__Selected passage__:
An English army was slowly and painfully making its way towards the Ebro at
the time when Napoleon broke in pieces the Spanish line of defence. On the
14th of October Sir John Moore had assumed the command of 20,000 British
troops at Lisbon. He was instructed to march to the neighbourhood of
Burgos, and to co-operate with the Spanish generals upon the Ebro.
According to the habit of the English, no allowance was made for the
movements of the enemy while their own were under consideration; and the
mountain-country which Moore had to traverse placed additional obstacles in
the way of an expedition at least a month too late in its starting. Moore
believed it to be impossible to carry his artillery over the direct road
from Lisbon to Salamanca, and sent it round by way of Madrid, while he
himself advanced through Ciudad Rodrigo, reaching Salamanca on the 13th of
November. Here, while still waiting for his artillery, rumours reached him
of the destruction of Blake's army at Espinosa, and of the fall of Burgos.
Later came the report of Palafox's overthrow at Tudela. Yet even now Moore
could get no trustworthy information from the Spanish authorities. He
remained for some time in suspense, and finally determined to retreat into
Portugal. Orders were sent to Sir David Baird, who was approaching with
reinforcements from Corunna, to turn back towards the northern coast.
Scarcely had Moore formed this decision, when despatches arrived from
Frere, the British agent at Madrid, stating that the Spaniards were about
to defend the capital to the last extremity, and that Moore would be
responsible for the ruin of Spain and the disgrace of England if he failed
to advance to its relief. To the great joy of his soldiers, Moore gave
orders for a forward march. The army advanced upon Valladolid, with the
view of attacking the French upon their line of communication, while the
siege of the capital engaged them in front. Baird was again ordered
southwards. It was not until the 14th of December, ten days after Madrid
had passed into the hands of the French, that Moore received intelligence
of its fall. Neither the Spanish Government nor the British agent who had
caused Moore to advance took the trouble to inform him of the surrender of
the capital; he learnt it from an intercepted French despatch. From the
same despatch Moore learnt that to the north of him, at Saldanha, on the
river Carrion, there lay a comparatively small French force under the
command of Soult. The information was enough for Moore, heart-sick at the
mockery to which his army had been subjected, and burning for decisive
action. He turned northwards, and marched against Soult, in the hope of
surprising him before the news of his danger could reach Napoleon in the
capital.

__Material shown__:
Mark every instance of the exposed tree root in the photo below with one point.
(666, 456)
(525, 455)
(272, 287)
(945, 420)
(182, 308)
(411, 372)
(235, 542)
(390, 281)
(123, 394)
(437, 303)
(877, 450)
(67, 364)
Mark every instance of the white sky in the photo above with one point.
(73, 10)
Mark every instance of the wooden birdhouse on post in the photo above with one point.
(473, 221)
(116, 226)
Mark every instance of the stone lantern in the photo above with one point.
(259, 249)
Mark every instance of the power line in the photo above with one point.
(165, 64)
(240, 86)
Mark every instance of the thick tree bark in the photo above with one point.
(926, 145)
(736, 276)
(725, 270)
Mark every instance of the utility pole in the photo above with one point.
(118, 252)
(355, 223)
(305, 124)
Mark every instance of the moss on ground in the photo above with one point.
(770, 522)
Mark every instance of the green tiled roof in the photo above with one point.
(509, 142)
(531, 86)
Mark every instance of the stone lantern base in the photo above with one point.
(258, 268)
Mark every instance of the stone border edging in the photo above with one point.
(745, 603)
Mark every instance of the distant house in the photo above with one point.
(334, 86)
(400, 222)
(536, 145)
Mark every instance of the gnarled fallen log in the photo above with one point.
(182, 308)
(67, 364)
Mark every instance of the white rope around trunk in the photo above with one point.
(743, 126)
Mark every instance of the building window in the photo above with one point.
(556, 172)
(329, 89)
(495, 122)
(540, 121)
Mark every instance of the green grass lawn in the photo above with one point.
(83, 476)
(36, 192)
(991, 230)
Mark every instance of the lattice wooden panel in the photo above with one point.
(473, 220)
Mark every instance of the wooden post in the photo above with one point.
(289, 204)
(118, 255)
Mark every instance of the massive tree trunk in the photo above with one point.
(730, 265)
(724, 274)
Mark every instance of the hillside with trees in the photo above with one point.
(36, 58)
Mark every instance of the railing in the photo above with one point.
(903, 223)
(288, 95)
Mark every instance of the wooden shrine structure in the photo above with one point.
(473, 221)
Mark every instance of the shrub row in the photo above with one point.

__What is asked__: List every person named in the passage on Sir John Moore's campaign in Spain. Work from the text alone, not the records.

__Output__: Napoleon, Sir John Moore, Blake, Palafox, Sir David Baird, Frere, Soult